THE TASKS:
a – According to the post about the Star Command soundtrack, how long was the game in development before it reached the iOS App Store?
b – Extend the post about the Star Command soundtrack, picking up right after its last sentence.

# Star Command Original Soundtrack (Game Score)



## Marius Masalar (May 13, 2013)

Hi everyone,

A couple of weeks ago, a game that I had been working on finally hit the iOS App Store after nearly two years in development. We were Apple's Editor's choice title all week, and the game will be available for Android very shortly. It is making its way to PC/Mac thereafter.

Star Command is a game about managing a ship in space, encountering aliens, and defending yourself against ruthless attackers. It's an old-school kind of game, and was designed to be a love letter to many of our favourite sci-fi franchises of old, which is why it's stuffed with subtle and not-so-subtle references and homages.

Here's our release trailer: http://www.youtube.com/watch?v=0vabvndIORo

From the pixel art, you may expect that the music would be similarly retro themed, but you would be incorrect — I was asked for a huge orchestral score; thematic, grand, with old fashioned spirit, but grounded in today's landscape. In other words, it was an ideal project and I can't overstate how much fun I had with the score. I've been sitting on this music since last May, so I'm thrilled to finally be able to share it.

Now that the score has been out for a bit, I wanted to show it to all of you in the hopes that you'll enjoy listening as much as I enjoyed writing! It covers a lot of stylistic ground, so feel free to skip around and see what strikes your fancy:

WARNING: May Contain Woodwinds

[flash width=750 height=245 loop=false]http://player.soundcloud.com/player.swf?url=http%3A%2F%2Fapi.soundcloud.com%2Fplaylists%2F1894768&secret_url=false&player_type=waveform&color=009ad0[/flash]

You can find out more about the game on the official website: www.starcommandgame.com

The soundtrack is available to stream on Rdio/Spotify/etc. and is also up for sale if you'd like your own copy:

BandCamp (available in lossless): http://music.mathazzar.com
iTunes: https://itunes.apple.com/album/star-command/id643961893
Amazon: http://www.amazon.com/Star-Command/dp/B00CMT84AK/ref=sr_shvl_album_1?ie=UTF8&qid=1368488034&sr=301-1 (http://www.amazon.com/Star-Command/dp/B ... 4&amp;sr=301-1)

SOURCE MATERIAL:
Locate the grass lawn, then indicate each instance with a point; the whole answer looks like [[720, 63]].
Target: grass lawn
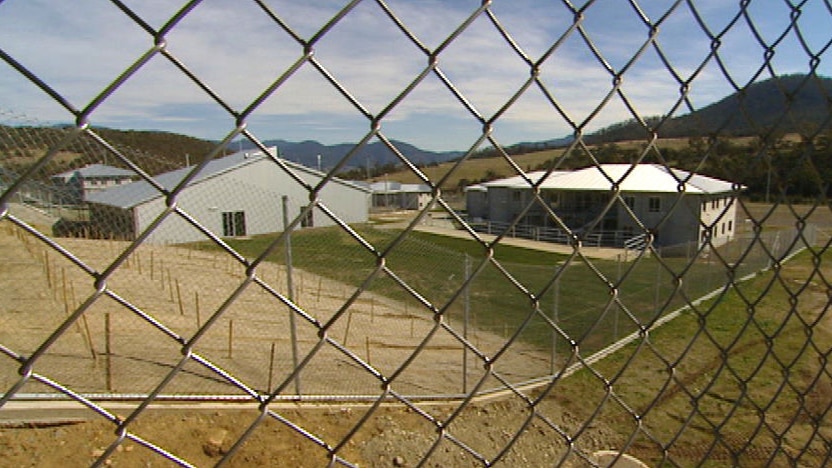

THE ANSWERS:
a – Nearly two years.

b –
----------



## Kralc (May 13, 2013)

Great stuff Marius! Love the more synth oriented tracks as well. "Wonder" is lovely.
And those are some of the greatest track names I've ever seen.


----------



## handz (May 13, 2013)

Cool stuff! Love these "old fashioned" styled pieces!

It sounds bit "old school sampel lib" way, what did you used? Something sounds like EWQL Gold to me (but very well mixed)


----------



## BenG (May 13, 2013)

Great score! I really enjoyed your writing.


----------



## gaz (May 13, 2013)

Great work Marius. There's nothing wrong with a nice bit of woodwinds!  Funnily enough, I was eyeing Star Command on the App store a few days ago but got distracted and did't download it. I'll make a point of doing it now 

Good luck with it,
Gari


----------



## Karel Antonin (May 14, 2013)

Hi Marius,
this is really an awesome piece of score! When I heard even the first few notes, I immediately imagined an epic adventure/sci-fi movie, not an iPhone application (basicaly I would play this game only because of the score, even if there was just a menu screen  ).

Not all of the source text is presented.